══ Document excerpt ══

Social Ties Boost Longevity in Female Macaques, Penn-led Study Finds

In a huge study of female rhesus macaques, a team of researchers led by the University of Pennsylvania’s Michael Platt found those with many close female relatives have a higher life expectancy.

However, the effect fades with age, suggesting older females learn how to “navigate the social landscape” and have less need for social ties.

“In the prime of life, when there is a lot of competition over resources,” Platt said, “having friends, having relatives is really critical. The effort that these females put into building and maintaining a relationship has an impact on their lives and tends to make them healthier.”

Platt teamed on the study, published in the journal Proceedings of the Royal Society B, with lead author Lauren Brent of the University of Exeter and Angelina Ruiz-Lambides of the University of Puerto Rico.

​​​​​​​Platt is the James S. Riepe University Professor with appointments in the Department of Neuroscience in the Perelman School of Medicine, Department of Psychology in the School of Arts & Sciences and Department of Marketing in the Wharton School

“Our study,” Brent said, “supports the idea that social ties promote survival. This adds to a small but growing body of research that helps to explain why animals are social.”

The researchers relied on a dataset spanning 21 years and including 910 adult female rhesus macaques from the Caribbean Primate Research Center in Puerto Rico. It’s the largest dataset of its kind on non-human animals, including information on family groupings, genetics, behavior, dominance rank and more.

═══
══ Entries supplied ══

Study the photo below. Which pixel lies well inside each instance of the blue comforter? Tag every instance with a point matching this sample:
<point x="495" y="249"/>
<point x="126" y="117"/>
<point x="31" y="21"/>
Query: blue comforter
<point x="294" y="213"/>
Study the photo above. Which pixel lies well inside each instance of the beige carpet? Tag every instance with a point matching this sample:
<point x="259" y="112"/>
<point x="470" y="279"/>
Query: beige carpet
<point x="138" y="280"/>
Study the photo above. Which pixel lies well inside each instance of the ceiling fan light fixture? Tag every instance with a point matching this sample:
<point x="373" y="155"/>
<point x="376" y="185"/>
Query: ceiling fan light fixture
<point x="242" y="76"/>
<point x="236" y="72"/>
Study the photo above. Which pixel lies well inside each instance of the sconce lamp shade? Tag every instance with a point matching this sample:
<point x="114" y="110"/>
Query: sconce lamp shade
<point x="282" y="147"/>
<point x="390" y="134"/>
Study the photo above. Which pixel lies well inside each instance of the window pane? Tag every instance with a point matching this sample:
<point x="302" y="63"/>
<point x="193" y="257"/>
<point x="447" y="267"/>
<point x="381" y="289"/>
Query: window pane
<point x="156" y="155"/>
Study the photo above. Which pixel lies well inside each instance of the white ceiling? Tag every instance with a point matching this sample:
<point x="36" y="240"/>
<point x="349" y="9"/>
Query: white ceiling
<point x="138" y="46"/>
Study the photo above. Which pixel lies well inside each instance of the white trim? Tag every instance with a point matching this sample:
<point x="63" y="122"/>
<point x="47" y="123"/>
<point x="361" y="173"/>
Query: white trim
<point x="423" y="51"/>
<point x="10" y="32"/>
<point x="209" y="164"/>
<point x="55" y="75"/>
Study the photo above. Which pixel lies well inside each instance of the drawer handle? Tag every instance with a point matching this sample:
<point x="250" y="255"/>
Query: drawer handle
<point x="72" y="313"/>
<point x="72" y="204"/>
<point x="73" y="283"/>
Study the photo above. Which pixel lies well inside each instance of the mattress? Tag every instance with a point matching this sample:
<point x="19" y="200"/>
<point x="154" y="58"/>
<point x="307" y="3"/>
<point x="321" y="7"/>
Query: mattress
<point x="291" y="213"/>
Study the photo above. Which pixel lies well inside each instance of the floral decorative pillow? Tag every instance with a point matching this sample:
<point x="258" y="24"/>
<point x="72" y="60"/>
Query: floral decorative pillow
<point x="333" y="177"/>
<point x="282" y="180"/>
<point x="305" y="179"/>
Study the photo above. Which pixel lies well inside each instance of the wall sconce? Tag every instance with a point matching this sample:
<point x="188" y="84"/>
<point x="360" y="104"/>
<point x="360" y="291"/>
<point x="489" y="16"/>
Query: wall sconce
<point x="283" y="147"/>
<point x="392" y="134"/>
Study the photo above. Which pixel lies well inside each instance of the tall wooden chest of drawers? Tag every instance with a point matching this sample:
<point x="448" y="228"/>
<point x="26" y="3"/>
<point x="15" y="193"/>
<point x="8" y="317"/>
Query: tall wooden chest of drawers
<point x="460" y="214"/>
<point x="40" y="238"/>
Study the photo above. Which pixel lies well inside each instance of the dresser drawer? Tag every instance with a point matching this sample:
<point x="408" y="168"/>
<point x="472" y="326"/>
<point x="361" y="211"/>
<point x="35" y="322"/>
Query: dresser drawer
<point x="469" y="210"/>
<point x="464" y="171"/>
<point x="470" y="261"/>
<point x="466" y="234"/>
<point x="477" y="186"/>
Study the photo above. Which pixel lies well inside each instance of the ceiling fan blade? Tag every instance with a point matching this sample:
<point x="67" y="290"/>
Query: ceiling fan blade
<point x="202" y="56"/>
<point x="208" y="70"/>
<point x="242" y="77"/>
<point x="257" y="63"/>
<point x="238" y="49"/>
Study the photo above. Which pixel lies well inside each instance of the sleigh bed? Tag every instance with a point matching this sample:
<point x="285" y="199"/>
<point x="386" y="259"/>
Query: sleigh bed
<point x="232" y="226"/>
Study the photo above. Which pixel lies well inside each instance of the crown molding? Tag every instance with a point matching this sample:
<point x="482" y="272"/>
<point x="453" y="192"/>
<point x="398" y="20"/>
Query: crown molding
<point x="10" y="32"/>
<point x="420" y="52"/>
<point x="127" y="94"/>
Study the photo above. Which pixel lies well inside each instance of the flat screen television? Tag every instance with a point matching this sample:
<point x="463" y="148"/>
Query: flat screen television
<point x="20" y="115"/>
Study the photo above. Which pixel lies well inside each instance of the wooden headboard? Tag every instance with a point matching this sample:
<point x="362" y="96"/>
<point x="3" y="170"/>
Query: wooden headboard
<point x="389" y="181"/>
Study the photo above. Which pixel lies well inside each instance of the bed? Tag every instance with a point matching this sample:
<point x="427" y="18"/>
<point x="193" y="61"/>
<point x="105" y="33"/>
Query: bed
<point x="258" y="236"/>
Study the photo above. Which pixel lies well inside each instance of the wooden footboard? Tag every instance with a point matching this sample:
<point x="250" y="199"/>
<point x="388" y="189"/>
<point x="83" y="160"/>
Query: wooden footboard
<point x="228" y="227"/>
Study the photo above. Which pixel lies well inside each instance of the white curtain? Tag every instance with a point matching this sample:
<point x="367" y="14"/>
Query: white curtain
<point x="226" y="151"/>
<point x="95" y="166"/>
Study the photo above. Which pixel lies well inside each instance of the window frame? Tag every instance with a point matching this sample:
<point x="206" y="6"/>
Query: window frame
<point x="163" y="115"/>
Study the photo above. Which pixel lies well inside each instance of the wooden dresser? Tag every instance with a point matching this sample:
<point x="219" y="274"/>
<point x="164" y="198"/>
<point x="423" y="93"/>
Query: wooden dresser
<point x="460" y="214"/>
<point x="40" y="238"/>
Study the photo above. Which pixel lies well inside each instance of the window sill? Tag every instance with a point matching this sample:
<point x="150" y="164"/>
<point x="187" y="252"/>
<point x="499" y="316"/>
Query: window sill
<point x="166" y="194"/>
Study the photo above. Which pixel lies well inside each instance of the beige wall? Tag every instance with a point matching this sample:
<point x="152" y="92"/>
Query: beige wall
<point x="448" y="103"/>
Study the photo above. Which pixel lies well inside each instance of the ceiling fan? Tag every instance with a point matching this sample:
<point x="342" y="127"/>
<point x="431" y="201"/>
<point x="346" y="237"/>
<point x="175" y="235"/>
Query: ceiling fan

═══

> **What you need to do**:
- A) In the macaque longevity text, swap "resources" for "food" and write out the stretch from "In a huge study" through "of Puerto Rico." with that change.
- B) Answer these questions about the macaque longevity text:
(i) How many years does the researchers' dataset span?
(ii) Which university is lead author Lauren Brent from?
(iii) In which journal was the study published?
The items have nothing to do with the macaque longevity text.

> **Expected responses**:
- A)
In a huge study of female rhesus macaques, a team of researchers led by the University of Pennsylvania’s Michael Platt found those with many close female relatives have a higher life expectancy.

However, the effect fades with age, suggesting older females learn how to “navigate the social landscape” and have less need for social ties.

“In the prime of life, when there is a lot of competition over food,” Platt said, “having friends, having relatives is really critical. The effort that these females put into building and maintaining a relationship has an impact on their lives and tends to make them healthier.”

Platt teamed on the study, published in the journal Proceedings of the Royal Society B, with lead author Lauren Brent of the University of Exeter and Angelina Ruiz-Lambides of the University of Puerto Rico.

- B)
(i) 21 years
(ii) The University of Exeter
(iii) Proceedings of the Royal Society B